# [Provided passage]
Education for Enablement

How do you create an education system that does not just give people theory/ technical know-how but develops them into potential contributors for society?

How do you create an education system that does not just give people theory/ technical know-how, but develops them into potential contributors for society?

 

(Addressing school principals at the National Seminar on Education organized by Ramakrishna Mission, New Delhi, February 2011)

Beyond academic excellence to human excellence

How do you help widen the notion of education from merely academic excellence to include the entirety of the human being?

How do you help widen the notion of education from merely academic excellence to include the entirety of the human being?

In this talk Srinivas shares Swami Vivekananda’s radical new vision for education with school teachers and principals –

(Keynote address at the Seminar on Education titled ‘Beyond Academic Excellence to Human Excellence’, organized by Ramakrishna Mission Mumbai, September 2011)

From teaching to enabling assimilation

What should be our techniques of education so that we don’t just transfer knowledge but help people transform?

I

The ideal of education that dominates schooling is “transmission of knowledge” from teacher to student.

A teacher who lives by this ideal will measure his or her own success through parameters such as

  1. acquisition of relevant information by student
  2. comprehension of concepts and ideas
  3. application of concepts to various real-life situations

In contrast, a teacher who seeks to live by the human development ideal would use a completely different set of parameters. These parameters would include

  1. development of self esteem in the student
  2. creation of character, intellectual and physical capacities in the student
  3. awakening of the infinite potential inherent in the student.

II

In this context, let us now examine the challenge we seek to address:

How to achieve the goals of the human development ideal within the context of an existing schooling system that is clearly built on the “transmission of knowledge” ideal?

How to, in effect, accomplish the dual goal of developing dynamic human capacities needed for developing human personality while mastering the “knowledge-domain capacities” required by the educational and commercial systems? 

III

 This paper proposes that teachers who seek to integrate the human development ideal into the contemporary educational system could potentially accomplish their objectives if students were able to assimilate knowledge.

# [Task objective]
What ideal of education does the passage on education say dominates schooling?

# [Data entries]
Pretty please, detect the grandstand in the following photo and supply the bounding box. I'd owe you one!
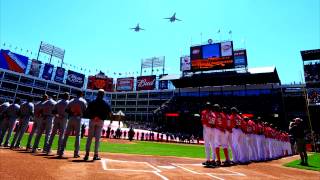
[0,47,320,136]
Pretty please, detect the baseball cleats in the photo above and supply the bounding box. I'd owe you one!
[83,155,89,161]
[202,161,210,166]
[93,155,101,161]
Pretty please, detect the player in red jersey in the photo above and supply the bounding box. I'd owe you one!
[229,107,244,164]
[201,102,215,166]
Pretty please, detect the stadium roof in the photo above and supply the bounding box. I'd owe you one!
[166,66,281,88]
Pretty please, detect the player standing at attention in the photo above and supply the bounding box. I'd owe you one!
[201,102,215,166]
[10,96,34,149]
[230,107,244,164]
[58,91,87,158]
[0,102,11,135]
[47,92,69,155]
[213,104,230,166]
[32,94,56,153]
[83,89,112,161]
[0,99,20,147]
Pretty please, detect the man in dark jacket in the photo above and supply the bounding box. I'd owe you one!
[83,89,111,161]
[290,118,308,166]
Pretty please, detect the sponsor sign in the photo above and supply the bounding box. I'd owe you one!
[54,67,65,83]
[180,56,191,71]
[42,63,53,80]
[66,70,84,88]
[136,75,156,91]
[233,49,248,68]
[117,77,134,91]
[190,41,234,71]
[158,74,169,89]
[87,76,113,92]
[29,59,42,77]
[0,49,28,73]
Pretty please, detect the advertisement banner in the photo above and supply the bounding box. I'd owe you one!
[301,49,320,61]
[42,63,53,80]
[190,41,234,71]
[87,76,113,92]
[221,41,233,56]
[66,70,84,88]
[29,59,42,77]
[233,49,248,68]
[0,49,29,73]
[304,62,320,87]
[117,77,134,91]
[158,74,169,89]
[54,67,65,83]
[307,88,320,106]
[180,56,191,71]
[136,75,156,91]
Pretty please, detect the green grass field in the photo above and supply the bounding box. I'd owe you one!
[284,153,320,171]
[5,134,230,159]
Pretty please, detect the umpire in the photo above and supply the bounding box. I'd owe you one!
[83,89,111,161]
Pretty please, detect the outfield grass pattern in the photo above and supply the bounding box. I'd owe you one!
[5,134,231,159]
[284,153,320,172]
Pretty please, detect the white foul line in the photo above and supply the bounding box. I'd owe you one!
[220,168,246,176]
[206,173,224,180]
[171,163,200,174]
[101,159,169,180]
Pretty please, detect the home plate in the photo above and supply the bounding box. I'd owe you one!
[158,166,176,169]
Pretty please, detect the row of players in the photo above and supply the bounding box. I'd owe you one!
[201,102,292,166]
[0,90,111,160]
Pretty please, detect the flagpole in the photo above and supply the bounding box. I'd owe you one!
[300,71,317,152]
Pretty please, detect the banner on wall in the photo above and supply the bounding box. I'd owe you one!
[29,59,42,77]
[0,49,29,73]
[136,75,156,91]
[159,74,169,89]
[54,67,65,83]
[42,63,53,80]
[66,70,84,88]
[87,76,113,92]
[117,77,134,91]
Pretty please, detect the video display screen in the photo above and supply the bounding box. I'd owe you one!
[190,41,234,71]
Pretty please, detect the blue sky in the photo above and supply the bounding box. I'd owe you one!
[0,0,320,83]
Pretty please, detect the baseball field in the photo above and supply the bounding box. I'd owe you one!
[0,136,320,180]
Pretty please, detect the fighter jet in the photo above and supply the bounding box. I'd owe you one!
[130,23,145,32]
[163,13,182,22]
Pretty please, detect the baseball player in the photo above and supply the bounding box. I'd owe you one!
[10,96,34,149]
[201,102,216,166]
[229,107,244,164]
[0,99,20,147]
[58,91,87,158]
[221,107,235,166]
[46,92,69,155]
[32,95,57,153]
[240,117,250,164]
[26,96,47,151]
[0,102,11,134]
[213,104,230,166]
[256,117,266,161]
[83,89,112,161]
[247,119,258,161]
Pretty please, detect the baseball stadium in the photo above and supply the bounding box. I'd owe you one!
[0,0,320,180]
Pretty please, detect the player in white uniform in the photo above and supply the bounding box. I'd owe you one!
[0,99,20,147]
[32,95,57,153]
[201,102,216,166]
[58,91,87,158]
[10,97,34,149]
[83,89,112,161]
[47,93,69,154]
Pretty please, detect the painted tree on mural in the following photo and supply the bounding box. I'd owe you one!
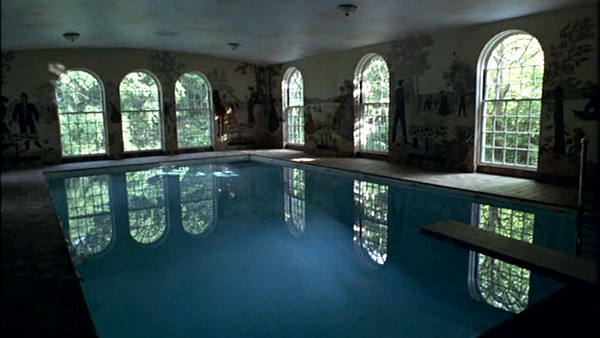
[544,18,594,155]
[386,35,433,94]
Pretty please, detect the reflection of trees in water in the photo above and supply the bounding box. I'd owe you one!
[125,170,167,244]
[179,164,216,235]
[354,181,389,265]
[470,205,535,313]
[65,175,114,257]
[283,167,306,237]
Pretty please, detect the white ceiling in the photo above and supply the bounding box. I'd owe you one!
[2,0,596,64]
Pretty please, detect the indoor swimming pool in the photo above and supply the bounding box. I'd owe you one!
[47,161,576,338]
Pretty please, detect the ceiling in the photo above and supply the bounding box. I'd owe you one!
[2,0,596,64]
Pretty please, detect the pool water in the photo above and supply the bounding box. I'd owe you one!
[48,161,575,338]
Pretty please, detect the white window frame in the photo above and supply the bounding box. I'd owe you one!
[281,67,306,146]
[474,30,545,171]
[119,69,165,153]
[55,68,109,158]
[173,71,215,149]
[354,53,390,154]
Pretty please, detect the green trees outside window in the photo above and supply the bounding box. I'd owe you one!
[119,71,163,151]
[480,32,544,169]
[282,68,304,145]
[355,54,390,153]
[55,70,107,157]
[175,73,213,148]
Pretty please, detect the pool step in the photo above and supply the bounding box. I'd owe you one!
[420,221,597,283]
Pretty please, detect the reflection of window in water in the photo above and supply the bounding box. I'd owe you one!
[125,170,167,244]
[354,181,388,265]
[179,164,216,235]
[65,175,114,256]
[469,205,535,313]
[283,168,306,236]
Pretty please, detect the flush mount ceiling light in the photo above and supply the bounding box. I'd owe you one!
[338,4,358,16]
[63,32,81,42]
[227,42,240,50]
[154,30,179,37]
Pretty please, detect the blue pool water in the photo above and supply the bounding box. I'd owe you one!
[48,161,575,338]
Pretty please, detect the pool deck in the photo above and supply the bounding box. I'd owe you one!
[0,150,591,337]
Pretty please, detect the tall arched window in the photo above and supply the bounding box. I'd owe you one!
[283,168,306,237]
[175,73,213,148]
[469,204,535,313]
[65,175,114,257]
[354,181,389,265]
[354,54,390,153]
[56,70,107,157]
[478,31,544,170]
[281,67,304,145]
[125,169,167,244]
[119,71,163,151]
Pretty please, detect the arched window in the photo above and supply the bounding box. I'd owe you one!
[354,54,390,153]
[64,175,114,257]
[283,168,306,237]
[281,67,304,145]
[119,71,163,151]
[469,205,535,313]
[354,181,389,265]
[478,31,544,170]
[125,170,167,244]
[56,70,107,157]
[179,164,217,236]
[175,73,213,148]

# [Answer to this exercise]
The "transmission of knowledge" from teacher to student.